[Tasks]:
1. In the guide on creating files in Linux, why does the echo command in the test4.txt example create a file even though echo is mainly for displaying text? Answer in one to three sentences.
2. List every keyboard key that the guide on creating files in Linux tells the reader to press, naming each key once.

Note: The redirect operator can also be used with the “cat”, “echo”, and “printf” commands to create a file. A practical demonstration of such scenarios is discussed in the upcoming part of the guide.

Using cat Command

The main usage of the “cat” command is to concatenate the file’s content to the output and allow writing the text in the file. But using the “redirector operator” with the cat command allows you to create a file.

As an example, the following command will create a “test.txt” file using the “cat” command:

$ cat > test3.txt

Using echo Command

The “echo” command is commonly used for displaying the text. However, using the redirect operator “>”  with “echo” creates a new file if not exist. For instance, the command provided below will create a file named “test4.txt” and is verified using the “ls” command:

$ echo > test4.txt $ ls

Note: The “echo” command can also be used to set the content and create a new file that contains the content. The following example is practiced to do so, which adds content and creates a new file named “test5.txt”:

$ echo ‘Sample text’ > test5.txt $ ls

Using printf Command

Prinff command is used for formatting the text and printing that formatted text. To create a new file  “test5.txt” and set its contents, use the below command utility:

$ printf ‘Line one sample text\n’ > test5.txt $ ls

Using Vim | A Text Editor

Vim is popular text editing software used for Linux distros. Vim is a modified version of Vi text editor,  We can create a new file using Vim as follows:

$ vim test6.txt

After executing the command, Vim/Vi will take you to the editor as shown below.  Press “i” to insert the text (in my case, “sample text”), then press the “Esc” button. Write the “:wq” command and press “Enter” to exit the editor.

Using Nano Text Editor

To create a file using the Nano editor, you can follow the below steps:

Open the Nano editor and run the nano command with a filename. For creating a new file “testfile.txt”, use the nano editor as follows:

$ nano testfile.txt

The nano editor is opened, write your data in the editor (optional) as shown below:

Hold the “Ctrl” key and press “O”, give the file a specified name, and press the “Enter” key to save the file.

Bonus Tip: How to Create a File of a Specific Size?

If you have a large file and want to keep every file to a specific size, use the “fallocate” command. The below command is creating a file “testVideo.mp4” file the size “1G” as 1GB:

$ fallocate -l 1G testVideo.mp4

That’s the end of the guide!


To create a file in Linux, use the “touch” command and “cat”, “echo”, and “printf” commands with the redirect operator. Vim and the nano editor can also be used to create a file in Linux. Moreover, a file of a specific size is created using the “fallocate” command. In this post, all the possible commands to create a file in Linux are demonstrated.

[Supplied information]:
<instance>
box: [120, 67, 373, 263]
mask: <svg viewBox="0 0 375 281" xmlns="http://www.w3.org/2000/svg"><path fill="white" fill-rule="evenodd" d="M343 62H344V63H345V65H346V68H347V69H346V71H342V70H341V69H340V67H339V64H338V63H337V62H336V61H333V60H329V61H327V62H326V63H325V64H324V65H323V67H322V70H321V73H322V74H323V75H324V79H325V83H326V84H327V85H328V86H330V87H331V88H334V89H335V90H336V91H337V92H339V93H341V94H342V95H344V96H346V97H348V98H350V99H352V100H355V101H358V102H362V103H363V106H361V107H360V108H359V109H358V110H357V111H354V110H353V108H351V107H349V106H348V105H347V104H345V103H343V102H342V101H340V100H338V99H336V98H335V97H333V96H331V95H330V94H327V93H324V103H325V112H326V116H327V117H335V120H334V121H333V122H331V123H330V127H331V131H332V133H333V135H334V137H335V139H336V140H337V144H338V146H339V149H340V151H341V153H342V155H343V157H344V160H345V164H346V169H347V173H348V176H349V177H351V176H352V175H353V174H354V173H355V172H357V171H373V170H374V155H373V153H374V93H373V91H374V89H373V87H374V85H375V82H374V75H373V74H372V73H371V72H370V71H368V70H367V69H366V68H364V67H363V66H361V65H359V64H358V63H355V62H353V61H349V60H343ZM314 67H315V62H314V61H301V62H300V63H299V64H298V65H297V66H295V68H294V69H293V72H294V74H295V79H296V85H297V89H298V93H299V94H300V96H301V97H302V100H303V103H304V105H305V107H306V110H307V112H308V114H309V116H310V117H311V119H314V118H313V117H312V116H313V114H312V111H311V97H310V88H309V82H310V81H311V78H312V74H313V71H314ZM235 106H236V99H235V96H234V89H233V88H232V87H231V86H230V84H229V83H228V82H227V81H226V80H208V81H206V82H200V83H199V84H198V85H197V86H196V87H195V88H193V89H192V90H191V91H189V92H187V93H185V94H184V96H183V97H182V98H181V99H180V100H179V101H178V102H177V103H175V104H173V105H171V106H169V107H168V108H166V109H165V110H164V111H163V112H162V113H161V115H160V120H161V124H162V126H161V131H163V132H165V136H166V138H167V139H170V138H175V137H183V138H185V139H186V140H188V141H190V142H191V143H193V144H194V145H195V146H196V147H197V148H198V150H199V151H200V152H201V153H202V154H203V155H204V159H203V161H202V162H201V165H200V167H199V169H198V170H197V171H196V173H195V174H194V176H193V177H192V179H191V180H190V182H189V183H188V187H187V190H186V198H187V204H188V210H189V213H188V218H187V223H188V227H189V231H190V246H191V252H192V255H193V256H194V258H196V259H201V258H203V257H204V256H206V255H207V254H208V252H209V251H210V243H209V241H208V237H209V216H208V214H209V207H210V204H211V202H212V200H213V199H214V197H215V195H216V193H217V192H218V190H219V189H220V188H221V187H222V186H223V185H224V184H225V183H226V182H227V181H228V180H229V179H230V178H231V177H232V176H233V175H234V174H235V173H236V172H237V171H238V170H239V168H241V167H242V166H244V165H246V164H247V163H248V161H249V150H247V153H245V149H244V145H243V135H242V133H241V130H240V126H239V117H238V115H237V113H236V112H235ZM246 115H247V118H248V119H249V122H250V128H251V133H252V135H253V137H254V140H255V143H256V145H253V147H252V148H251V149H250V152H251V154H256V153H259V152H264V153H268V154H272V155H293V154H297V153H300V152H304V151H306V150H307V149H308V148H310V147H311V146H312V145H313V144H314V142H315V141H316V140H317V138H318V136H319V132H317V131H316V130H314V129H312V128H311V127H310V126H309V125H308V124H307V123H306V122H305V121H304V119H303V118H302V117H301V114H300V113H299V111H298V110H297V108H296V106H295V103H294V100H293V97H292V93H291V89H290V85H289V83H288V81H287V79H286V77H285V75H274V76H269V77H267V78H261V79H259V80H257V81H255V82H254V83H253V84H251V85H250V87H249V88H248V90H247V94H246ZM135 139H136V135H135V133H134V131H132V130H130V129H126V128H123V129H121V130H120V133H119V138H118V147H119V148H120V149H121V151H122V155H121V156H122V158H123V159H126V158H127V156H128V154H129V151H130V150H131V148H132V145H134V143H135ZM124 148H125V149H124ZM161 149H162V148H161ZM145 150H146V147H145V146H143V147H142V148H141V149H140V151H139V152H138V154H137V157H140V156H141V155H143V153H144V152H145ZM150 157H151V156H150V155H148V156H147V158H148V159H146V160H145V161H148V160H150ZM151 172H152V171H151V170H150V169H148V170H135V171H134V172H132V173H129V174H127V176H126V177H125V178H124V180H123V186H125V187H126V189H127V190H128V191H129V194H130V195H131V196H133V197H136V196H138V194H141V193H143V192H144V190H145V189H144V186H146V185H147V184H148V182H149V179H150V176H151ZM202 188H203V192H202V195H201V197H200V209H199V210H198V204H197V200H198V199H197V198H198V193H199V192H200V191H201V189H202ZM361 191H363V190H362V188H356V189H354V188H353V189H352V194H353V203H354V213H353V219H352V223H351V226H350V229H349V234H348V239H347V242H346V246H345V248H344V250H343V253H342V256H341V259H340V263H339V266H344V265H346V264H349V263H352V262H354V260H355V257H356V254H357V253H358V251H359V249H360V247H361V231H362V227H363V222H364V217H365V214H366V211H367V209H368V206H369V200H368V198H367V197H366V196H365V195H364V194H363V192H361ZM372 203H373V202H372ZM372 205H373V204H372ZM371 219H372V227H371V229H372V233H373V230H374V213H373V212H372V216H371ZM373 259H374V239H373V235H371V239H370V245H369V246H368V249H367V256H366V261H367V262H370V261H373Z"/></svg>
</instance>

[Task-by-task answers]:
1. The echo command is used with the redirect operator ">", which creates a new file if one does not already exist. The "ls" command then confirms that the file was created.

2.
- i
- Esc
- Enter
- Ctrl
- O